• [Your instructions]: Format every line of the entries below as a Markdown table with two columns, "No." for the row number and "Line" for the line itself, and omit blank lines.

Source data:

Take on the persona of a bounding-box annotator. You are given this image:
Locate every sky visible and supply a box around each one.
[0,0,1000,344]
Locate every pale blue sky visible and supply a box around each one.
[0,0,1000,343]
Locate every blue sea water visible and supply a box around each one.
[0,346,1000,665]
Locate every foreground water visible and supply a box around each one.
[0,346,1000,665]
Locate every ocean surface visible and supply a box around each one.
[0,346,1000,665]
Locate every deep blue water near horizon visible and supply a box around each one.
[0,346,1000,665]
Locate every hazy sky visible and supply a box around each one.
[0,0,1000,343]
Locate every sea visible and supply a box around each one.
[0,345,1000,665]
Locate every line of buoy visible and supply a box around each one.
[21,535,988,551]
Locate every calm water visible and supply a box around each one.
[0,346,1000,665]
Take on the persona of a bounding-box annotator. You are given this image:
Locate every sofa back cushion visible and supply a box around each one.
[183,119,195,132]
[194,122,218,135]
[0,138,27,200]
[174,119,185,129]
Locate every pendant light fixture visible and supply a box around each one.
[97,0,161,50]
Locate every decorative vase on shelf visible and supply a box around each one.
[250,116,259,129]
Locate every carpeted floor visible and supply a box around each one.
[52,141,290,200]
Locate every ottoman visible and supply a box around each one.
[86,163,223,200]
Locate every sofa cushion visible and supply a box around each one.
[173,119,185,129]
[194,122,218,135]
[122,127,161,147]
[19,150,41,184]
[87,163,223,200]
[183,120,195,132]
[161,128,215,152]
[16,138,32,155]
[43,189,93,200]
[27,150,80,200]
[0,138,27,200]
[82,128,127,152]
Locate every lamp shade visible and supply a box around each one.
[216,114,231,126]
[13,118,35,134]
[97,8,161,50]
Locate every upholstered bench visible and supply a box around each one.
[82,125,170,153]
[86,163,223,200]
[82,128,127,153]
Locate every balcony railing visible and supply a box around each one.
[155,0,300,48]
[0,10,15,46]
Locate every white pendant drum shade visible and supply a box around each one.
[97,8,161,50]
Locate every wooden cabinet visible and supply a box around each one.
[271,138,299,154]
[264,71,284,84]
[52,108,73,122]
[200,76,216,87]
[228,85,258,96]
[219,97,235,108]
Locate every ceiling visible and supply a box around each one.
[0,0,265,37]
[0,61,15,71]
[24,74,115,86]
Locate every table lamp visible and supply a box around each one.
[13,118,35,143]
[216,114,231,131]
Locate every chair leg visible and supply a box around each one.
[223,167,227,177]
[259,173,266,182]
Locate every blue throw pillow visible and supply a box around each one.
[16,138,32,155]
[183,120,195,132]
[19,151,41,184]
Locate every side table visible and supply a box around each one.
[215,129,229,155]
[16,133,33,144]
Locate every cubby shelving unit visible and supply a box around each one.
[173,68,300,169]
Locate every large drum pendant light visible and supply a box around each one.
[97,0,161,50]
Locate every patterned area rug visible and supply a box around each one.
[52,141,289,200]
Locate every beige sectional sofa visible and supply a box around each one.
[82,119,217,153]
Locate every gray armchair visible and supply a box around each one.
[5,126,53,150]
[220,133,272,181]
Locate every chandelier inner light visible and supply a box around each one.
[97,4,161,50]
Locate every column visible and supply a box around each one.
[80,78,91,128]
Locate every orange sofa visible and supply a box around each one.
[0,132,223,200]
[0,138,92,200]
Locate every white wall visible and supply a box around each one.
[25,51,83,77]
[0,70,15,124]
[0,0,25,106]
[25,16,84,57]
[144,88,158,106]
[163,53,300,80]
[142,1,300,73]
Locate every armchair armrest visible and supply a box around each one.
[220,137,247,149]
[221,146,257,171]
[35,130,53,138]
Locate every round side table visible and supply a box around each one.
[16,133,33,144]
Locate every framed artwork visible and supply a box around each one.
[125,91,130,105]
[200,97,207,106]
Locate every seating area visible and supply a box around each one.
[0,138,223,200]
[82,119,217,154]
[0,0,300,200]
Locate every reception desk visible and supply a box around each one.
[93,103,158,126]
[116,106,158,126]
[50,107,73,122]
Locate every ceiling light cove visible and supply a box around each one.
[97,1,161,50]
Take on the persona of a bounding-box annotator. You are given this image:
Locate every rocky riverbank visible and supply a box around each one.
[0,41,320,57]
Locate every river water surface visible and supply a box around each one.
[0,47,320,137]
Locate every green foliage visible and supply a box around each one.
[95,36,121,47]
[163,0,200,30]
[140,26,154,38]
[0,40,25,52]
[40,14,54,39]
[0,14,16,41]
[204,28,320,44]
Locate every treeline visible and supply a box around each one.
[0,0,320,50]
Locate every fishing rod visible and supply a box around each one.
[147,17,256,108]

• [Exercise result]:
| No. | Line |
|---|---|
| 1 | Take on the persona of a bounding-box annotator. You are given this image: |
| 2 | Locate every sky visible and supply a box around each one. |
| 3 | [0,0,1000,344] |
| 4 | Locate every pale blue sky visible and supply a box around each one. |
| 5 | [0,0,1000,343] |
| 6 | Locate every blue sea water visible and supply a box around each one. |
| 7 | [0,346,1000,665] |
| 8 | Locate every foreground water visible and supply a box around each one. |
| 9 | [0,346,1000,665] |
| 10 | Locate every ocean surface visible and supply a box around each one. |
| 11 | [0,346,1000,665] |
| 12 | Locate every deep blue water near horizon visible and supply a box around each one. |
| 13 | [0,346,1000,665] |
| 14 | Locate every hazy sky visible and supply a box around each one. |
| 15 | [0,0,1000,343] |
| 16 | Locate every sea visible and supply a box around each one. |
| 17 | [0,345,1000,665] |
| 18 | Locate every line of buoy visible and supply a box around each one. |
| 19 | [21,535,988,551] |
| 20 | Locate every calm water visible and supply a box around each one. |
| 21 | [0,346,1000,665] |
| 22 | Take on the persona of a bounding-box annotator. You are given this image: |
| 23 | Locate every sofa back cushion visible and supply a box around each one. |
| 24 | [183,119,195,132] |
| 25 | [194,122,218,135] |
| 26 | [0,138,27,200] |
| 27 | [174,119,185,129] |
| 28 | Locate every pendant light fixture visible and supply a box around each one. |
| 29 | [97,0,161,50] |
| 30 | Locate every decorative vase on shelf visible and supply a box around each one. |
| 31 | [250,116,259,129] |
| 32 | Locate every carpeted floor visible and supply a box around each one. |
| 33 | [52,141,290,200] |
| 34 | Locate every ottoman visible and supply a box around each one. |
| 35 | [86,163,223,200] |
| 36 | Locate every sofa cushion visible and supply a box around each one. |
| 37 | [173,119,185,129] |
| 38 | [194,122,218,135] |
| 39 | [122,127,161,147] |
| 40 | [19,150,41,184] |
| 41 | [87,163,223,200] |
| 42 | [183,120,195,132] |
| 43 | [161,128,215,152] |
| 44 | [16,138,32,155] |
| 45 | [43,189,93,200] |
| 46 | [27,150,80,200] |
| 47 | [0,138,27,200] |
| 48 | [82,128,127,152] |
| 49 | Locate every lamp shade visible and supply a box around each one. |
| 50 | [216,114,231,126] |
| 51 | [13,118,35,134] |
| 52 | [97,8,161,50] |
| 53 | Locate every upholstered bench visible and supply a box around each one. |
| 54 | [82,125,170,153] |
| 55 | [86,163,223,200] |
| 56 | [82,128,127,153] |
| 57 | Locate every balcony railing visible and supply a box around each one. |
| 58 | [155,0,300,48] |
| 59 | [0,10,15,46] |
| 60 | Locate every white pendant drum shade visible and supply a box around each one. |
| 61 | [97,8,161,50] |
| 62 | Locate every wooden cabinet visible and supply a box around each one. |
| 63 | [271,138,299,154] |
| 64 | [264,71,284,84] |
| 65 | [52,108,73,122] |
| 66 | [200,76,216,87] |
| 67 | [228,85,258,96] |
| 68 | [219,97,235,108] |
| 69 | Locate every ceiling visible and supply a box around each one. |
| 70 | [0,0,265,37] |
| 71 | [0,61,15,71] |
| 72 | [24,74,115,86] |
| 73 | Locate every table lamp visible and supply a box around each one. |
| 74 | [13,118,35,143] |
| 75 | [216,114,231,131] |
| 76 | Locate every chair leg visible and supply a box around each one. |
| 77 | [223,167,227,177] |
| 78 | [259,173,266,182] |
| 79 | Locate every blue throw pillow visible and supply a box around each one. |
| 80 | [16,138,32,155] |
| 81 | [183,120,195,132] |
| 82 | [19,151,41,184] |
| 83 | Locate every side table visible and supply a box around each one. |
| 84 | [215,129,229,155] |
| 85 | [16,133,33,144] |
| 86 | Locate every cubby shelving unit visible and supply a box around each one. |
| 87 | [173,68,300,169] |
| 88 | Locate every large drum pendant light visible and supply a box around each one. |
| 89 | [97,0,161,50] |
| 90 | Locate every patterned area rug visible and supply a box around each one. |
| 91 | [52,141,289,200] |
| 92 | Locate every beige sectional sofa visible and supply a box around each one. |
| 93 | [82,119,217,153] |
| 94 | Locate every gray armchair visible and supply a box around each one. |
| 95 | [5,126,53,150] |
| 96 | [220,133,272,181] |
| 97 | Locate every chandelier inner light visible and supply a box around each one. |
| 98 | [97,4,161,50] |
| 99 | Locate every column visible and supply a box around each one. |
| 100 | [80,78,91,128] |
| 101 | Locate every orange sofa visible and supply a box around each one. |
| 102 | [0,132,223,200] |
| 103 | [0,138,92,200] |
| 104 | Locate every white wall visible and supply a box around each one. |
| 105 | [25,51,83,77] |
| 106 | [0,70,15,124] |
| 107 | [0,0,25,106] |
| 108 | [25,16,84,57] |
| 109 | [144,88,158,106] |
| 110 | [163,53,300,80] |
| 111 | [142,1,300,73] |
| 112 | Locate every armchair armrest visible and supply a box around each one. |
| 113 | [220,137,247,149] |
| 114 | [221,146,257,171] |
| 115 | [35,130,53,138] |
| 116 | Locate every round side table visible and supply a box around each one. |
| 117 | [16,133,33,144] |
| 118 | Locate every framed artwork visible and supply a box around each one. |
| 119 | [125,91,130,105] |
| 120 | [200,97,207,106] |
| 121 | Locate every seating area visible and supply a box around each one. |
| 122 | [0,138,223,200] |
| 123 | [82,119,217,154] |
| 124 | [0,0,300,200] |
| 125 | Locate every reception desk visible and supply a box around each one. |
| 126 | [93,103,158,126] |
| 127 | [116,106,158,126] |
| 128 | [50,107,73,122] |
| 129 | Locate every ceiling light cove visible and supply a box around each one. |
| 130 | [97,1,161,50] |
| 131 | Take on the persona of a bounding-box annotator. You are given this image: |
| 132 | Locate every rocky riverbank visible and supply a box around each one. |
| 133 | [0,41,320,57] |
| 134 | Locate every river water surface visible and supply a box around each one. |
| 135 | [0,47,320,137] |
| 136 | Locate every green foliage visible and supply a box around each one. |
| 137 | [95,36,121,47] |
| 138 | [163,0,200,30] |
| 139 | [140,26,154,38] |
| 140 | [0,40,25,52] |
| 141 | [40,14,54,39] |
| 142 | [0,14,16,41] |
| 143 | [204,28,320,44] |
| 144 | Locate every treeline visible and supply a box around each one. |
| 145 | [0,0,320,50] |
| 146 | Locate every fishing rod visible and supply a box around each one. |
| 147 | [147,17,256,108] |